▶ _THE PROBLEM_
Copy out the records verbatim from their first line through the line containing "[[[99,60],[88,61],[86,64],[90,71],[96,71],[105,68],[102,62]]]", including both of those lines and nothing after them.

▶ _DATASET ROWS_
## START

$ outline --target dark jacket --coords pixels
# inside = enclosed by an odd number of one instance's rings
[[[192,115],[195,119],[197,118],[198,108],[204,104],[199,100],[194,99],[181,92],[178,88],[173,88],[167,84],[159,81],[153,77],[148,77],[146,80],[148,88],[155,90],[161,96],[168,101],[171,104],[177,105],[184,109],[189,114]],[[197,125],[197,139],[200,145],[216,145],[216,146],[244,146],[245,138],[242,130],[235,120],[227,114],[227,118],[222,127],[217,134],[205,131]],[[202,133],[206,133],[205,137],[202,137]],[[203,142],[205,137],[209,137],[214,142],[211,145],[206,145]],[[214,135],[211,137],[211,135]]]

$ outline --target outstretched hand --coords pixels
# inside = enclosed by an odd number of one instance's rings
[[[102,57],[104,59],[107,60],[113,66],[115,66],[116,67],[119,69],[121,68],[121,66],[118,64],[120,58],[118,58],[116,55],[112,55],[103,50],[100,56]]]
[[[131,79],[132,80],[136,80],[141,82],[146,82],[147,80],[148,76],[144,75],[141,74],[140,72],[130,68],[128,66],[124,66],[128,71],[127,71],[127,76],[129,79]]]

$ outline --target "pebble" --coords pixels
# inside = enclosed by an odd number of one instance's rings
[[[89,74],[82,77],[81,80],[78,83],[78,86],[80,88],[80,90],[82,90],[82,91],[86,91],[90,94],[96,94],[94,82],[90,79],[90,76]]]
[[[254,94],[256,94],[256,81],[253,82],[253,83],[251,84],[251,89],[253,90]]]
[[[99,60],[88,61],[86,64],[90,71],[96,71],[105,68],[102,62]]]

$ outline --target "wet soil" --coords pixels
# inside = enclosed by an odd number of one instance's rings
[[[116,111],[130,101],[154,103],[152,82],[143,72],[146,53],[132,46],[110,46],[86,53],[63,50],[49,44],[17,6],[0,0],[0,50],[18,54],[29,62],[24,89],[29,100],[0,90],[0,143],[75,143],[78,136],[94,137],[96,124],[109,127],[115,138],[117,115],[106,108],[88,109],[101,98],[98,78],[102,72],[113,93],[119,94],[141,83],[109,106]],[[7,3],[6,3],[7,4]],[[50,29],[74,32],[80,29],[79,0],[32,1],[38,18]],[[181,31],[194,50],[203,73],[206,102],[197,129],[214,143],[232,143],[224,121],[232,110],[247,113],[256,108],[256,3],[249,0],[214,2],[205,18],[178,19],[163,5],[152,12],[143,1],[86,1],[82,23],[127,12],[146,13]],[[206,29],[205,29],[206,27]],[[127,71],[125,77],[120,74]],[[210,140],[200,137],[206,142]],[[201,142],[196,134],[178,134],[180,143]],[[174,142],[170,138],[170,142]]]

## END

▶ _THE OUTPUT_
$ outline --target dark jacket --coords pixels
# inside = enclosed by an odd number of one instance's rings
[[[192,115],[195,119],[197,118],[198,108],[204,104],[199,100],[194,99],[181,92],[178,88],[173,88],[167,84],[159,81],[153,77],[148,77],[146,80],[148,88],[155,90],[161,96],[168,101],[171,104],[177,105],[184,109],[189,114]],[[197,125],[197,139],[200,145],[216,145],[216,146],[244,146],[245,138],[242,130],[235,120],[227,114],[227,118],[222,127],[217,134],[205,131]],[[202,133],[206,133],[205,137],[202,137]],[[203,142],[205,137],[209,137],[214,142],[211,145],[206,145]],[[214,135],[211,137],[211,135]]]

$ outline --target outstretched hand --coords pixels
# inside = enclosed by an odd number of one instance's rings
[[[102,57],[104,59],[107,60],[113,66],[115,66],[116,67],[119,69],[121,68],[121,66],[118,64],[120,58],[118,58],[116,55],[112,55],[103,50],[100,56]]]
[[[131,79],[132,80],[136,80],[141,82],[146,82],[147,80],[148,76],[144,75],[141,74],[140,72],[130,68],[128,66],[124,66],[128,71],[127,71],[127,76],[129,79]]]

$ outline --target "pebble" --coords pixels
# inside = enclosed by an odd number of one instance's rings
[[[89,74],[82,77],[81,80],[78,83],[78,86],[80,88],[80,90],[82,90],[82,91],[86,91],[90,94],[96,94],[94,82],[90,79],[90,76]]]
[[[254,94],[256,94],[256,81],[253,82],[253,83],[251,84],[251,89],[253,90]]]
[[[99,60],[88,61],[86,64],[90,71],[96,71],[105,68],[102,62]]]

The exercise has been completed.